**Required action**
Once you have read the entries below, write them all out again exactly.
:: Exercise inputs
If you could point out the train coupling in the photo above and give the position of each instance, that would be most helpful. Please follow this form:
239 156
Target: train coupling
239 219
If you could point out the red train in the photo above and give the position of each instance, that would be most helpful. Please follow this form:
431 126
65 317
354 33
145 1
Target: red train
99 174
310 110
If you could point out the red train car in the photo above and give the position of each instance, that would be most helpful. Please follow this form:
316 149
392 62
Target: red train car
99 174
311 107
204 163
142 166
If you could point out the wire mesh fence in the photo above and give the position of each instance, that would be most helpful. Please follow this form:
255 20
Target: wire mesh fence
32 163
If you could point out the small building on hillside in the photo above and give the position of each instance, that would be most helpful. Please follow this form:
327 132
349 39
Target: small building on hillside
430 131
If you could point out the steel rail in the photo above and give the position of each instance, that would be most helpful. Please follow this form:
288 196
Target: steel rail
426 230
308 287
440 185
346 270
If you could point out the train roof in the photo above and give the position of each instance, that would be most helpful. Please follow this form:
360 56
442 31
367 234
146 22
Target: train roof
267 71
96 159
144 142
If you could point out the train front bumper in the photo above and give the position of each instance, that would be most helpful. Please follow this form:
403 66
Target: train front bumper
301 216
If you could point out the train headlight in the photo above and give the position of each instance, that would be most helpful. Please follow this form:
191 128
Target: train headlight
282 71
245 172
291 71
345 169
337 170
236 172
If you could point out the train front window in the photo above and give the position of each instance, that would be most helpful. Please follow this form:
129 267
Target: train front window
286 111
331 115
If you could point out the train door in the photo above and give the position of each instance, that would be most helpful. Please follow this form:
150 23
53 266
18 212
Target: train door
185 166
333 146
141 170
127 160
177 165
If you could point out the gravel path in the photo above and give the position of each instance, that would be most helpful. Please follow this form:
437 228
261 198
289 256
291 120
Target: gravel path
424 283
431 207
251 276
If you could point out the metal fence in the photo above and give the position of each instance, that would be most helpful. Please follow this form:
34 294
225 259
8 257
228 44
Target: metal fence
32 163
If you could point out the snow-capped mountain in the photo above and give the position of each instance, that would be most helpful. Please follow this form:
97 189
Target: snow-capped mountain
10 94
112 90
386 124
::::
**Response below**
If you could point out the train coupling in the photo above and give the position of each instance, that would be most helpful. Please follow this form:
239 156
Target: train coupling
239 219
If you could point out the red train in the photo above and give the position of each instance, that would be most helpful. Please follow this form:
431 126
65 317
354 33
145 1
Target: red train
99 174
310 110
If you could point out the red train car in the photo above and give the position of each instance, that would be most helpful. Please follow this form:
316 149
392 62
Target: red train car
99 174
311 107
204 163
142 166
If you could point out the wire mesh fence in the photo above and give the position of each instance, that would be most helpful. Please follow this form:
255 20
Target: wire mesh fence
32 163
If you could point out the small building on hillside in the photo above and give the position of each instance, that would be most helpful. Please follow this form:
327 132
349 39
Target: small building on hillside
430 131
If you could point out the steel rail in the photo above and give the position of each instance, that would be most helpful. Please follow this form:
288 196
Target: steel rail
426 230
308 287
440 185
346 270
If you could point out the train roof in the photo above and give the position of each instance, that would be most helpful. Please follow this form:
360 56
442 31
367 234
146 22
Target: train roof
267 71
96 159
144 142
If you could point out the train front bumper in the photo above and give the position of each instance, that would be most helpful. Please follow this form:
403 66
Target: train front bumper
301 216
If you could point out the train headlight in the photo above and give the position of each instance, that would be most helpful. Please follow this form:
191 128
Target: train headlight
282 71
245 172
291 71
345 169
337 170
236 172
If you could point out the train front window in the photo above and give the position of each instance, that would be most helpful. Please follow this form:
129 267
Target: train front window
286 111
331 115
If you could point out the train door in the photo above and give the position of each instance, that would be most helpful. Please follow this form:
150 23
53 266
18 212
Target: train door
185 166
333 146
141 170
127 160
177 165
If you could point out the gravel path in the photo above and give the position of each instance, that would be most helpful. Please follow this form:
437 228
261 198
289 256
291 120
Target: gravel path
424 283
431 207
251 276
If you could point out the metal fence in the photo above and give the position of each instance, that would be most helpful. Please follow this form:
34 294
225 259
8 257
228 44
Target: metal fence
32 163
If you could point out the snow-capped mountain in the photo above and give the position of each instance, that would be most helpful. Please follow this form:
97 189
Target: snow-capped mountain
10 94
112 90
386 124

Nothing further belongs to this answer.